→ WHAT IS BEING ASKED
Show all the lines in the data below that include the word "blue".

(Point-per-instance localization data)

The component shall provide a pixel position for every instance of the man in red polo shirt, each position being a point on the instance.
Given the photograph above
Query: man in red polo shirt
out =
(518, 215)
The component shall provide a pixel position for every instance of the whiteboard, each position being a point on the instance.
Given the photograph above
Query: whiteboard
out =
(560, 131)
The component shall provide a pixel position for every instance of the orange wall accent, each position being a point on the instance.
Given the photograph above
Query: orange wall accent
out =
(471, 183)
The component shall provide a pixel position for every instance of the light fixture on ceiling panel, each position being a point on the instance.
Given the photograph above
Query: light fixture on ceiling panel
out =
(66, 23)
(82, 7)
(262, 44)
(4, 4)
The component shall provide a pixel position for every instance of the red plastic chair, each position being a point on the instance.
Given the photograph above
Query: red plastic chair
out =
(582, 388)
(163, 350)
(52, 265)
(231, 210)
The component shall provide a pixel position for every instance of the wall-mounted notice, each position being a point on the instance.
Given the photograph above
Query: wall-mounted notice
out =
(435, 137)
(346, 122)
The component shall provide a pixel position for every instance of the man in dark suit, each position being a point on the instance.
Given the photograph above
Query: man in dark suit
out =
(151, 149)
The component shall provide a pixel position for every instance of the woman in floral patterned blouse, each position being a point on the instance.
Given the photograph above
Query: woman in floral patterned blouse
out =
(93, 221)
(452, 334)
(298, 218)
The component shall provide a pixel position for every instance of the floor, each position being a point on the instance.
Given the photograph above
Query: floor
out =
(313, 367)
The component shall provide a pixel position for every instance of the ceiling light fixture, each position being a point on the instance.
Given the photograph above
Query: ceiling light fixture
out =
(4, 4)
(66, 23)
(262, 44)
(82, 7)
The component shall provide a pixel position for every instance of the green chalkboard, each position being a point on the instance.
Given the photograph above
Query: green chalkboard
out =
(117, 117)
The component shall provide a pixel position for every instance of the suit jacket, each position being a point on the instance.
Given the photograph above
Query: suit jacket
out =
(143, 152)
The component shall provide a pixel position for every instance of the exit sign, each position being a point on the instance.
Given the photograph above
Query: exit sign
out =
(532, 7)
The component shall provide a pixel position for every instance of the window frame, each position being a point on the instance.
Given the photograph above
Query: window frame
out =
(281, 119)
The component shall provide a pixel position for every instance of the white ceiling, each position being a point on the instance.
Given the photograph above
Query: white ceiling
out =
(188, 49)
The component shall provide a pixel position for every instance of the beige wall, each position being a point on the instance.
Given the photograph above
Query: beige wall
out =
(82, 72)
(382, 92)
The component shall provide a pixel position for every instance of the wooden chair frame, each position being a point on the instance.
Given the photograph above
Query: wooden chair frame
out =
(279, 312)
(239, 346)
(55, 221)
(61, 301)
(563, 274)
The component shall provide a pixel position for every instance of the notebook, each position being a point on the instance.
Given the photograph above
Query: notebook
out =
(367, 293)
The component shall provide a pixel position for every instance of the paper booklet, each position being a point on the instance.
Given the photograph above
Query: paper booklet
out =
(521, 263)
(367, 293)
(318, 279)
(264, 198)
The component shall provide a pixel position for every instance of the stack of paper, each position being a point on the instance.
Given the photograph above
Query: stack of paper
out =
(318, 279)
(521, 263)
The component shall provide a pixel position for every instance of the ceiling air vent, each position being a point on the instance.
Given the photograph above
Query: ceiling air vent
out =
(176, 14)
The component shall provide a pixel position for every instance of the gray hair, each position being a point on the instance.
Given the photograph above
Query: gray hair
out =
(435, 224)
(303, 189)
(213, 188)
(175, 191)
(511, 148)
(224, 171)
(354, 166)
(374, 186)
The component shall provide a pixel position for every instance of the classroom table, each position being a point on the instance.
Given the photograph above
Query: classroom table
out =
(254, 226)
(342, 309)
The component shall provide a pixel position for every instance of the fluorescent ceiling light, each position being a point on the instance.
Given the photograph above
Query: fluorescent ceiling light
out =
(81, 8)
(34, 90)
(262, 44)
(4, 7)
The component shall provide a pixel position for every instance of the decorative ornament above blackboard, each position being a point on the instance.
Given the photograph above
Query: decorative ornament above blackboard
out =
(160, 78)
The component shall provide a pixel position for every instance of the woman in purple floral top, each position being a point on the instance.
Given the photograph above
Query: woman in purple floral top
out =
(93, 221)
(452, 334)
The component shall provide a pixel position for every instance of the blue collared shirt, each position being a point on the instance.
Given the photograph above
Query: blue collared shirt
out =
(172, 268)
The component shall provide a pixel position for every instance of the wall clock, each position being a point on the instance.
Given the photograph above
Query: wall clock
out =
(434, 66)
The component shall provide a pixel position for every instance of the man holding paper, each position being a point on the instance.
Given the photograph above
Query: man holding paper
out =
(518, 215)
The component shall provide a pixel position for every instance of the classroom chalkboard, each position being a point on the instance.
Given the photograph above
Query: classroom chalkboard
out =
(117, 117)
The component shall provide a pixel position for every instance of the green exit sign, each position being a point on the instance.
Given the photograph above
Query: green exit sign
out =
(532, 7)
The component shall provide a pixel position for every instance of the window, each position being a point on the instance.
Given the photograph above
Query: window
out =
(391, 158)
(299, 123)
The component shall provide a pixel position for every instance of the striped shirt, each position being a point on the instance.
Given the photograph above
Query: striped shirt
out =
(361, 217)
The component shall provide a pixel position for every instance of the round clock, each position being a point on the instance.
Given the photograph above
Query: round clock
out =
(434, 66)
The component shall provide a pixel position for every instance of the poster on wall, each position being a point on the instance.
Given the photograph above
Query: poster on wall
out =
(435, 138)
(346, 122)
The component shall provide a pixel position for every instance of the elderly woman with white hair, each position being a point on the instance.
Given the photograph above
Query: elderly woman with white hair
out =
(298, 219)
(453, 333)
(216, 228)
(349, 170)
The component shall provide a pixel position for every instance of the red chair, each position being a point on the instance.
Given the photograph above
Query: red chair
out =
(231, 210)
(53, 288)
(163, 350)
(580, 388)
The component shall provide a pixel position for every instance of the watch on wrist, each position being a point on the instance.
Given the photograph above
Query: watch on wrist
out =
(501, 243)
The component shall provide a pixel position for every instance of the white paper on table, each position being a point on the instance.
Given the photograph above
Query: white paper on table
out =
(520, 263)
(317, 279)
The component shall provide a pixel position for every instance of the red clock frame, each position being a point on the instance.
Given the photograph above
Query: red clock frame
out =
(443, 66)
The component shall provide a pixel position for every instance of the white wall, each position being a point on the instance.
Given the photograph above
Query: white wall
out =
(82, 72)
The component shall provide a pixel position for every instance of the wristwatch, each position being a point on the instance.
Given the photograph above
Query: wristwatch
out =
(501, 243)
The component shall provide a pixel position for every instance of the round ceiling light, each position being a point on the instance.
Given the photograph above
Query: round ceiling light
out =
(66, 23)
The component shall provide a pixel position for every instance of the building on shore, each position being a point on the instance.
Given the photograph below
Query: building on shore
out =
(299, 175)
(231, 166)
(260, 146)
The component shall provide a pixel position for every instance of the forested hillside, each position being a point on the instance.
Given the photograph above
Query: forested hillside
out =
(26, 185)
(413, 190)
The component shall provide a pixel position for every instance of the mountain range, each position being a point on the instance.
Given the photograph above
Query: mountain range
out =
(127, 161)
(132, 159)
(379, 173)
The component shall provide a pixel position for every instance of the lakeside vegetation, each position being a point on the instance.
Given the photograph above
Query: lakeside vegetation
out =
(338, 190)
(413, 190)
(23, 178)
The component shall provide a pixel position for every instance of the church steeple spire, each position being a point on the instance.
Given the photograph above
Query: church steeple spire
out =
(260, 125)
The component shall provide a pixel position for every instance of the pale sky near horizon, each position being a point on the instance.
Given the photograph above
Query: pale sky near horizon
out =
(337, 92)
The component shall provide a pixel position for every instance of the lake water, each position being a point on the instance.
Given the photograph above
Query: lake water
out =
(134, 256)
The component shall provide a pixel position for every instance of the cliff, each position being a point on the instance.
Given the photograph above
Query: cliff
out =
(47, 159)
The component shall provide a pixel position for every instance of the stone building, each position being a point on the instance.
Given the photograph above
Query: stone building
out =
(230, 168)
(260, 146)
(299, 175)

→ EXERCISE RESPONSE
The component shall provide a pixel position for every instance of the blue collared shirt, each position being a point on the instance.
Query: blue collared shirt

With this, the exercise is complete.